**Text section**:
________________

First one definitely messes up the display
i wonder why all below represent question mark
ě      ?
ł      ?
ź      ?
ś      ?
č      ?
which one is better to keep in my code among these 3
What code?   Anyway, the first in your list is a character entity. The second is a character. The third is a Unicode escape sequence.  
i wonder why all below represent question mark
The question mark is just a place holder. It tells us that the code can't figure what the encoding represent. It prints a ? in its place.  
I wrote some  test code.  First, here is test.html  
<!DOCTYPE html>
<html>
	<body>
			&#224; &#233; &#283; &#322; &#378;  &#347; &#269; &#353;
	</body>
</html>

Open in new window

In the browser,  it outputs
à é ě ł ź ś č š    
I couldn't display the same thing on the command line(maybe an expert will show us how to do that). But, I was able to display it in a JFrame.
import java.awt.*;
import javax.swing.*;
public class T {
    public static void main(String args[]) {
        JFrame frame = new JFrame("Testing Unicode");
        JPanel panel = new JPanel();
        panel.setLayout(new FlowLayout());
        JLabel label = new JLabel("\u00E0 \u00E9 \u011B \u0142 \u017A \u015B \u010D \u0161");
		label.setFont(new Font("Serif", Font.PLAIN, 28));
        panel.add(label);
        frame.add(panel);
        frame.setSize(500, 300);
        frame.setLocationRelativeTo(null);
        frame.setDefaultCloseOperation(JFrame.EXIT_ON_CLOSE);
        frame.setVisible(true);
    }
}

Open in new window

 It prints the same string of characters  à é ě ł ź ś č š  in the JLabel.
I couldn't display the same thing on the command line(maybe an expert will show us how to do that).

________________

Dataset items:
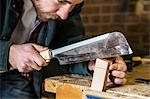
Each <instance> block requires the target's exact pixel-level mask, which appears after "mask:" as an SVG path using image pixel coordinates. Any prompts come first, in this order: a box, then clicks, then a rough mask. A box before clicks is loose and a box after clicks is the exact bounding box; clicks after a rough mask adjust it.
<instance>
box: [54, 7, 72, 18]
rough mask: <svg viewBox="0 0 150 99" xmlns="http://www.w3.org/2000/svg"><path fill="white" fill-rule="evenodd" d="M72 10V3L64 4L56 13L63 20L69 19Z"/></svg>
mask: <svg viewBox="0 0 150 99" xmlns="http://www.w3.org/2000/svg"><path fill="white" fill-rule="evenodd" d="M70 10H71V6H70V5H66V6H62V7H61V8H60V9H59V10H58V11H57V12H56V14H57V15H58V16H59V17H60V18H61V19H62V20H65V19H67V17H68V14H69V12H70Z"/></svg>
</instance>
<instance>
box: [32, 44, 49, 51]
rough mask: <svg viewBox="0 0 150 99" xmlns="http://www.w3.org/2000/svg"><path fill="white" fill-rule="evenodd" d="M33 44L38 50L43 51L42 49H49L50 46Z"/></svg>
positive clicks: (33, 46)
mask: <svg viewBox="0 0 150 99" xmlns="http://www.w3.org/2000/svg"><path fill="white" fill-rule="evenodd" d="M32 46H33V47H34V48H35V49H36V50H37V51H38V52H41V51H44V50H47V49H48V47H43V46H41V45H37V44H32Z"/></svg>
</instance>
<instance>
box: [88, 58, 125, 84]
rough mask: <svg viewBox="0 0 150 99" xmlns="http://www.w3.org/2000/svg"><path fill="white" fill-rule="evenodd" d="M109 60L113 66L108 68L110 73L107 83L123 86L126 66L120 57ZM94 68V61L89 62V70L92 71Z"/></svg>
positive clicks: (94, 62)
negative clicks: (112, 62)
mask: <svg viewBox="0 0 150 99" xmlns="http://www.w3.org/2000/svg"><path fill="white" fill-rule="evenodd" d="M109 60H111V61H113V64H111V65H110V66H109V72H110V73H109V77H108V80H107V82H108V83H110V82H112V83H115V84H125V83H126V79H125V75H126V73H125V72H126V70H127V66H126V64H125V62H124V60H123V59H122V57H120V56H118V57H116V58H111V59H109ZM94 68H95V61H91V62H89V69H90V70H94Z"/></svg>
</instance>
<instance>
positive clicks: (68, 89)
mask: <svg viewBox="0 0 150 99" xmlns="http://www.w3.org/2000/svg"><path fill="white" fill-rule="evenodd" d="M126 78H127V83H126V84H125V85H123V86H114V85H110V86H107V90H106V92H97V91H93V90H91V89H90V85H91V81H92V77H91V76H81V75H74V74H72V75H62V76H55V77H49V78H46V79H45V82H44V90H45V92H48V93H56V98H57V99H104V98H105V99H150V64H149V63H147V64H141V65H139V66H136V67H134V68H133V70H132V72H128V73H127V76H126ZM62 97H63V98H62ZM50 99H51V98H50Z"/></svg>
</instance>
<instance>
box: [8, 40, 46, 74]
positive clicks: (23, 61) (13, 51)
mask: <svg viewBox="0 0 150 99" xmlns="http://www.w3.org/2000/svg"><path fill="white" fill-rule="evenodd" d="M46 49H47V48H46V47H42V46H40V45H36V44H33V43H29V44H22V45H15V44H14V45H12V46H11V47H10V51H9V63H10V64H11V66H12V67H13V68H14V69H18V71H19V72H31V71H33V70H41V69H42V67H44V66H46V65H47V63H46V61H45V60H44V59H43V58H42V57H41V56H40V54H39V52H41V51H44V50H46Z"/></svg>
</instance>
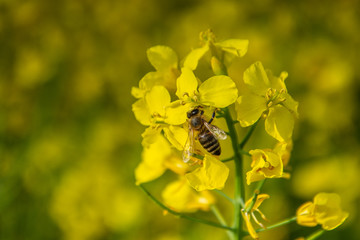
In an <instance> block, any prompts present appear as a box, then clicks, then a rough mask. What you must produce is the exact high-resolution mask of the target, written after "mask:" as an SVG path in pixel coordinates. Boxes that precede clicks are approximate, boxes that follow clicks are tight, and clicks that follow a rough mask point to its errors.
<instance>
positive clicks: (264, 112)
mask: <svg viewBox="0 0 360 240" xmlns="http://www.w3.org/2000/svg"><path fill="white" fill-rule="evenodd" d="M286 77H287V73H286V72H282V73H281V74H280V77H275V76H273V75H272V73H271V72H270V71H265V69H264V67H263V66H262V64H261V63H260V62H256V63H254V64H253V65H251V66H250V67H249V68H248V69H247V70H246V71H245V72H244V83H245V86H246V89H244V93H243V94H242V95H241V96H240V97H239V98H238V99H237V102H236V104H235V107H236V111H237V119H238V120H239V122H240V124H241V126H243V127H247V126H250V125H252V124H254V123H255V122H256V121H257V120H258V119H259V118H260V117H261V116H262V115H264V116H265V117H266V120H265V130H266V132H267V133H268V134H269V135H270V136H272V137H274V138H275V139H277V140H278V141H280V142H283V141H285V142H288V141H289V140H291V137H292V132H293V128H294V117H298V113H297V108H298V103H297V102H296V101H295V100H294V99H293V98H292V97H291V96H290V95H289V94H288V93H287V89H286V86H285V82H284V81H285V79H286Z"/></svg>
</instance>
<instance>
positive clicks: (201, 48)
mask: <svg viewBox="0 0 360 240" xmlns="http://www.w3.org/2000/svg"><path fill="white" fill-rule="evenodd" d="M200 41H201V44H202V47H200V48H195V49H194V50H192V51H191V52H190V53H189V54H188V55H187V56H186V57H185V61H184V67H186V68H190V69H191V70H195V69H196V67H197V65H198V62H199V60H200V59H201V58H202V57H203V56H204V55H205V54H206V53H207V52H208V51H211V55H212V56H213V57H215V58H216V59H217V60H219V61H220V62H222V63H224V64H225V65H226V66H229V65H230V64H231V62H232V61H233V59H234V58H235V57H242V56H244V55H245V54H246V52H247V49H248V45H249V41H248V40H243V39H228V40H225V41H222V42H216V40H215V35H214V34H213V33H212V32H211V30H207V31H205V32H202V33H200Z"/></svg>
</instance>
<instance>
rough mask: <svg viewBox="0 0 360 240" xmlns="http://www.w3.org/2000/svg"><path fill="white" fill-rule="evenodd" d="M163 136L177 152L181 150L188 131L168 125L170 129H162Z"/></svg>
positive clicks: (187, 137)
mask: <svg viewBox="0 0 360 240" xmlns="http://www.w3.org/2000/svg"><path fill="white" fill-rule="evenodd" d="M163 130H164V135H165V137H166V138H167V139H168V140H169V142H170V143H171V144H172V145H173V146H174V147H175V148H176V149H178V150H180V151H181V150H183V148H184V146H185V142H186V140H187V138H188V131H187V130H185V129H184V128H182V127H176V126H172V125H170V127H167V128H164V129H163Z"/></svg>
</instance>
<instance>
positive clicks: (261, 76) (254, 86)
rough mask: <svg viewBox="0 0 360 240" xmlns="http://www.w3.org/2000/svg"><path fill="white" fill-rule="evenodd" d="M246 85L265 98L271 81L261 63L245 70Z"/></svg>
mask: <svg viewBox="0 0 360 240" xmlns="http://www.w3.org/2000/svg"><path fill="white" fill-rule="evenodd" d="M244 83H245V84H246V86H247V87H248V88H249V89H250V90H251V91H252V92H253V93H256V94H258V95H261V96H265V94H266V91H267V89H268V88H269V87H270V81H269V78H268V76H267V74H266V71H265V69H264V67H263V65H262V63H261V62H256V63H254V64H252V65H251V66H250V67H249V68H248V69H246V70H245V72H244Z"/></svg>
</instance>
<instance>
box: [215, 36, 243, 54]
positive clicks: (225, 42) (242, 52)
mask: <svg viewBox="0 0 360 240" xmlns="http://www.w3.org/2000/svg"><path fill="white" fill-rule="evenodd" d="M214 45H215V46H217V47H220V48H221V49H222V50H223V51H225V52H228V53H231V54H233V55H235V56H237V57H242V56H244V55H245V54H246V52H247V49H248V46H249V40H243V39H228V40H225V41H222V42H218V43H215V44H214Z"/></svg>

________________

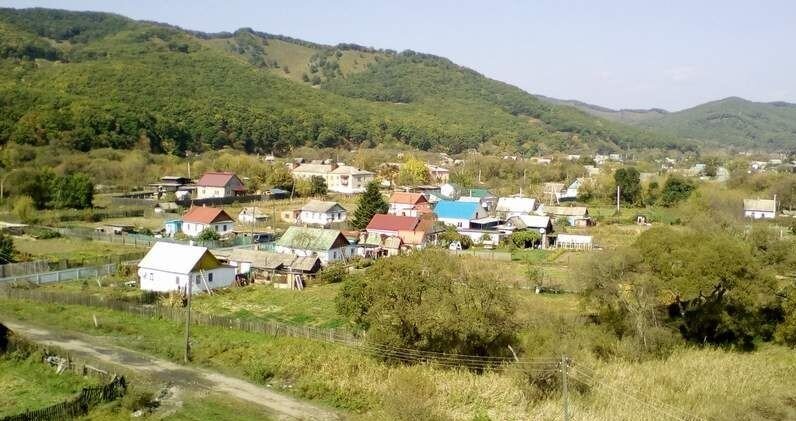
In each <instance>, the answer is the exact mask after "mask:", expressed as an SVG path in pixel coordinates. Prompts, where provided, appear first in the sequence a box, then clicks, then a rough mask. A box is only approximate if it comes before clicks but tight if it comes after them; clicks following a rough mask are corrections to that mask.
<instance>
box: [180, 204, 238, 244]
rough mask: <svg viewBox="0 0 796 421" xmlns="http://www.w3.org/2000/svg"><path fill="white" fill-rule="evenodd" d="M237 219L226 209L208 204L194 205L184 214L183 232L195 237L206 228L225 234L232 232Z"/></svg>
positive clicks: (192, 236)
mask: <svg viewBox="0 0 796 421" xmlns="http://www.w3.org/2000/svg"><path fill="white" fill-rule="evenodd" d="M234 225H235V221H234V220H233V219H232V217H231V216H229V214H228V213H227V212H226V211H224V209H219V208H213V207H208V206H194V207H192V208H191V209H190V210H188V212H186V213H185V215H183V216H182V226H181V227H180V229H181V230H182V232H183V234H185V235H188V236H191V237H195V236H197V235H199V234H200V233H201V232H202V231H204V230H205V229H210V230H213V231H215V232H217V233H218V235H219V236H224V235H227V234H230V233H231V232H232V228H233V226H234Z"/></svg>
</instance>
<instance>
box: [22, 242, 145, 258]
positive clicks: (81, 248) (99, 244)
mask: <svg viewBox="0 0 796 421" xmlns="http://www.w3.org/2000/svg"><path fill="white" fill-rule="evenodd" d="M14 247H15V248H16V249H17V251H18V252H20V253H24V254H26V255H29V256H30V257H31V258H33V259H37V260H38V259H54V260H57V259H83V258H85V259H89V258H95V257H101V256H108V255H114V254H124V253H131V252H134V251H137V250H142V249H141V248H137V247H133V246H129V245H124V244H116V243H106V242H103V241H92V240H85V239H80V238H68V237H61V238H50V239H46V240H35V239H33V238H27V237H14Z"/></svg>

________________

**Set of tasks**:
a) From the discussion of displaying accented characters, echo the part that opens with the words containing "First one definitely" and closes with "Unicode escape sequence.".
b) Answer these questions using the discussion of displaying accented characters:
(i) According to the reply about the output, what is the question mark?
(ii) What title does the test code give the JFrame?
(iii) What font size does the test code set on the label?
c) Finish out the next part of the discussion of displaying accented characters, continuing from where it stops.

**Outputs in order**:
a)
First one definitely messes up the display
i wonder why all below represent question mark
ě      ?
ł      ?
ź      ?
ś      ?
č      ?
which one is better to keep in my code among these 3
What code?   Anyway, the first in your list is a character entity. The second is a character. The third is a Unicode escape sequence.

b)
(i) It is a placeholder, printed when the code can't figure out what the encoding represents.
(ii) "Testing Unicode"
(iii) 28

c)
Windows has poor support for Unicode in a console. You might try setting a font in the console that looks promising (e.g. it has 'unicode' in its name) or
http://technojeeves.com/index.php/aliasjava1/107-enabling-windows-console-for-unicode
@CEHJ, thanks for explaining that.
Yes - sorry about that. But thanks to rrz for concern
As @rrz has very succintly explained, the character entity and Unicode code-point values are just different representations of the same character.

But the character will only display (in your browser or application window, or when printed) if the current font contains that character.
It's important to realize that character entities are usually only used in marked-up documents such as html/xml
@CEHJ: good point of clarification!

Outside of that environment, they wouldn't be interpreted, but just treated as character strings.
@Gerwin Jansen,  thanks for the cleanup and thanks for the mouse hover explanation.
@rrz - You're welcome ;)
This question is a duplicate of the question that CEHJ linked in his first comment.
I assisted by answering  some of gudii9's  follow up questions.